STATED GOAL: Can you duplicate, word for word, the part of the René Harris biography that opens with the words containing "He obtained his" and closes with "of the NPC."?

PASSAGE PROVIDED:
· · · · · · ·

President of Nauru
- In office 27 April 1999 – 20 April 2000
- Deputy: Remy Namaduk
- Preceded by: Bernard Dowiyogo
- Succeeded by: Bernard Dowiyogo
- In office 30 March 2001 – 9 January 2003
- Deputy: Remy Namaduk
- Preceded by: Bernard Dowiyogo
- Succeeded by: Bernard Dowiyogo
- In office 17 January 2003 – 18 January 2003
- Deputy: Remy Namaduk
- Preceded by: Bernard Dowiyogo
- Succeeded by: Bernard Dowiyogo
- In office 8 August 2003 – 22 June 2004
- Deputy: Derog Gioura
- Preceded by: Ludwig Scotty
- Succeeded by: Ludwig Scotty

Speaker of the Parliament of Nauru
- In office December 1986 – December 1986
- Preceded by: Ruben Kun
- Succeeded by: Kinza Clodumar

Member of Parliament for Aiwo
- In office 15 February 1977 – 22 February 1977
- Preceded by: Edwin Tsitsi
- Succeeded by: Himself
- In office 12 June 1977 – 26 April 2008
- Preceded by: Himself
- Succeeded by: Godfrey Thoma

Personal details
- Born: René Reynaldo Harris 11 November 1947 Aiwo, Nauru
- Died: 5 July 2008 (aged 60) Denigomodu, Nauru

= René Harris =

President of Nauru (1947–2008)

René Reynaldo Harris (11 November 1947 - 5 July 2008) was a Nauruan politician who served as President of Nauru for four terms between 1999 and 2004. He was a Member of Parliament from 1977 to 2008.

==Background and early career==
Harris was born on 11 November 1947 in Aiwo, Nauru. He was a member of the Emea tribe.

He obtained his secondary education from Geelong College in Victoria, Australia. Prior to his election to parliament, Harris worked for the Nauru Phosphate Corporation (NPC) and was the Manager of the Nauru Pacific Line.

He was first elected as an MP for Aiwo in 1977 as a replacement for Samuel Tsitsi. His first term lasted seven days as he had to resign following a court conviction for assault. However, he won the resultant by-election with a convincing majority. Harris was elected Deputy Speaker of the Parliament in 1978. He resigned his seat in 1981, but was re-elected in the subsequent by-election five days later. and Speaker of the Parliament in December 1986. In 1992 he was appointed Chairman of the Board of Directors of the NPC.

· · · · · · ·

INFORMATION SHOWN:
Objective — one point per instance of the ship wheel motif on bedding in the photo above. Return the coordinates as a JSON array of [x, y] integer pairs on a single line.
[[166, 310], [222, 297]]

· · · · · · ·

SOLUTION BELOW:
He obtained his secondary education from Geelong College in Victoria, Australia. Prior to his election to parliament, Harris worked for the Nauru Phosphate Corporation (NPC) and was the Manager of the Nauru Pacific Line.

He was first elected as an MP for Aiwo in 1977 as a replacement for Samuel Tsitsi. His first term lasted seven days as he had to resign following a court conviction for assault. However, he won the resultant by-election with a convincing majority. Harris was elected Deputy Speaker of the Parliament in 1978. He resigned his seat in 1981, but was re-elected in the subsequent by-election five days later. and Speaker of the Parliament in December 1986. In 1992 he was appointed Chairman of the Board of Directors of the NPC.